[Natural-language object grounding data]

══════════

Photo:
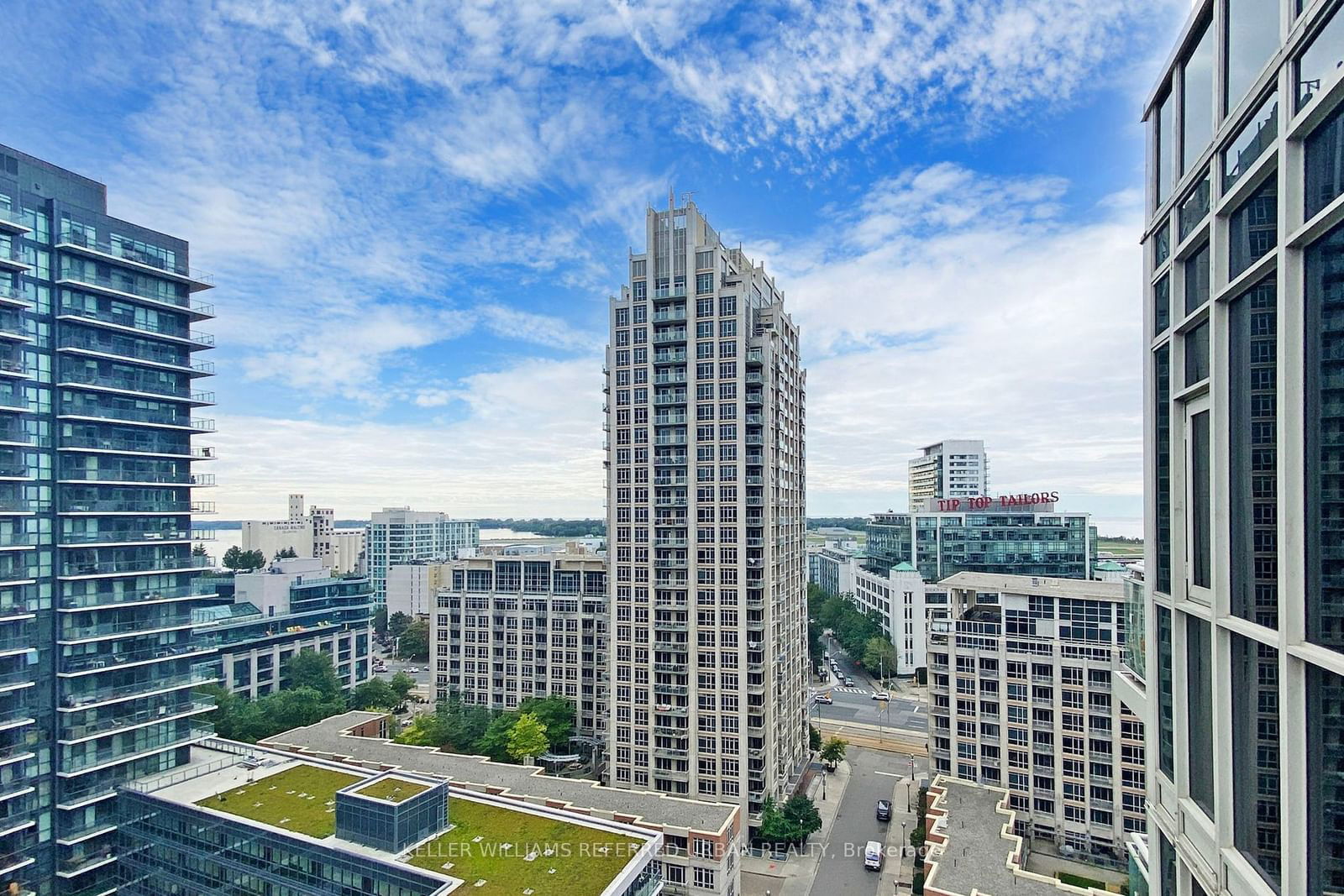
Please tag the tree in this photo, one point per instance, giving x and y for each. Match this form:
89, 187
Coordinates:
804, 815
401, 685
313, 669
878, 654
374, 694
528, 739
494, 741
833, 752
398, 624
776, 829
414, 644
555, 714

══════════

Emit verbatim the lines running from the one with "Please tag the" through the last line of the data, both endpoints inclusive.

Please tag the tree in this photo, one point per instance, giving x and y for each. Match this form:
89, 187
Coordinates:
804, 815
401, 685
313, 669
878, 654
374, 694
528, 739
494, 741
833, 752
398, 624
776, 829
414, 644
555, 714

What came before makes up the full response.